Detection examples
++++++
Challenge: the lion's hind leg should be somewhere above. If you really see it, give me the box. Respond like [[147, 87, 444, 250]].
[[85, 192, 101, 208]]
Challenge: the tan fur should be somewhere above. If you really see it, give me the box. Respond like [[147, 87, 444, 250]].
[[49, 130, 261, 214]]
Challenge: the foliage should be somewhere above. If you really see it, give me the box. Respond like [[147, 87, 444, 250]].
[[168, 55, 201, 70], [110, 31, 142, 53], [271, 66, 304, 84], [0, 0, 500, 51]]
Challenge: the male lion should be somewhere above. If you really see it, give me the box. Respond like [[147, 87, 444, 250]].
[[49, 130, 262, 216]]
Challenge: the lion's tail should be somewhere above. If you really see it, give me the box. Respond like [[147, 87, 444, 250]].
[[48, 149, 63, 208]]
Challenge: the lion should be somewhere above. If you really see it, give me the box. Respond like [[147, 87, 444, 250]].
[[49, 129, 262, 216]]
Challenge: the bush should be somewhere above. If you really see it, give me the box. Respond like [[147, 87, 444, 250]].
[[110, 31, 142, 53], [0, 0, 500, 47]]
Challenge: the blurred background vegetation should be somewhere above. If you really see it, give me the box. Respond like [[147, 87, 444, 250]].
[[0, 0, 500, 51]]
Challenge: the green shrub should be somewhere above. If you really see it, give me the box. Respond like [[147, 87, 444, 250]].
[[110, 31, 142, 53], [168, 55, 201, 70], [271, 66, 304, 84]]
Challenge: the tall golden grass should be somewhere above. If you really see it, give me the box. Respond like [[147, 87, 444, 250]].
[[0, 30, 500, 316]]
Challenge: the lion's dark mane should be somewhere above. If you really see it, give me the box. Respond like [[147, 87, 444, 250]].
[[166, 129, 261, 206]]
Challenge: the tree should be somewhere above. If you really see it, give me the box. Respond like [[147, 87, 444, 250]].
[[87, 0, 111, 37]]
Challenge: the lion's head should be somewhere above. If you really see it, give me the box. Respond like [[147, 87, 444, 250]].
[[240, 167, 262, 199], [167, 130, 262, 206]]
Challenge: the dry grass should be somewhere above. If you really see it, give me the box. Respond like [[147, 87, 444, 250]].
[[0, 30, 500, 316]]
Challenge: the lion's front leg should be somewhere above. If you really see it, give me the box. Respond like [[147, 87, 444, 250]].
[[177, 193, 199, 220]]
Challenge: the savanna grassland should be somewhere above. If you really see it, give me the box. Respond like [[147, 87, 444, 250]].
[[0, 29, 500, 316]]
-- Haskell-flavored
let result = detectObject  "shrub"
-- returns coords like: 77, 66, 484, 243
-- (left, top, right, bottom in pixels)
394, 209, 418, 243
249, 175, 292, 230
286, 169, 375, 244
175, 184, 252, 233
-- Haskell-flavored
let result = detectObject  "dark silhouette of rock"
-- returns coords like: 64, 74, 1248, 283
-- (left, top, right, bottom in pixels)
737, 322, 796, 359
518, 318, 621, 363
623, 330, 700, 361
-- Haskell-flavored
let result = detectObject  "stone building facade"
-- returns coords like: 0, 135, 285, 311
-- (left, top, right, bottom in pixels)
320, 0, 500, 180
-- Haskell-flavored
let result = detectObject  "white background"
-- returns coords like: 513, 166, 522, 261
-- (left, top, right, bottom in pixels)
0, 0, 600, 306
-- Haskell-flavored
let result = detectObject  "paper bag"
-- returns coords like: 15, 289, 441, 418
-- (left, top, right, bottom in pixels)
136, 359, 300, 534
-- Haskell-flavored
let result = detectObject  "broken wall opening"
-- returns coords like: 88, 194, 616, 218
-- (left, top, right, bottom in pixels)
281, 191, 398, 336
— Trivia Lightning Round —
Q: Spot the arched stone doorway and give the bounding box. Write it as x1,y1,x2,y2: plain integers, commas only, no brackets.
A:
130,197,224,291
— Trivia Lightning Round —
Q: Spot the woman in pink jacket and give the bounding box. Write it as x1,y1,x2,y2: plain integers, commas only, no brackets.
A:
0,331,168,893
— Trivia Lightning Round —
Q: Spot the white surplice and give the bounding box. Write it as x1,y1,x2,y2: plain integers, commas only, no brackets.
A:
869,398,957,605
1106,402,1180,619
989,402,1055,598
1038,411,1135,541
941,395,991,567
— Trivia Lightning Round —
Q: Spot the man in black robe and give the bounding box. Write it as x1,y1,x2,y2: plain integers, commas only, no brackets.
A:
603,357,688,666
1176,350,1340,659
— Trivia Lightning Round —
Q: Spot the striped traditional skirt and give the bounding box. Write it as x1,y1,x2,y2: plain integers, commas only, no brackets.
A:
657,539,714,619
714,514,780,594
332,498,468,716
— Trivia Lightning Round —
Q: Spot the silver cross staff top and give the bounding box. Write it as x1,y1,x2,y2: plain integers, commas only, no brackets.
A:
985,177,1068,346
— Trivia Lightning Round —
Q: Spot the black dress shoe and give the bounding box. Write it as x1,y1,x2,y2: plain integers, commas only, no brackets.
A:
++++++
EXERCISE
Turn the data from its first line through the line containing "[[49, 130, 261, 214]]", both included, into a JSON list of strings, with one string per line and any blank lines omitted.

REPLY TO THE EXERCISE
[
  "Challenge: the lion's hind leg should be somewhere above. If you really see it, give me the box. Respond like [[147, 87, 444, 250]].",
  "[[85, 192, 101, 208]]",
  "Challenge: the tan fur should be somewhere above. If you really see it, give me the box. Respond like [[147, 87, 444, 250]].",
  "[[49, 130, 261, 214]]"
]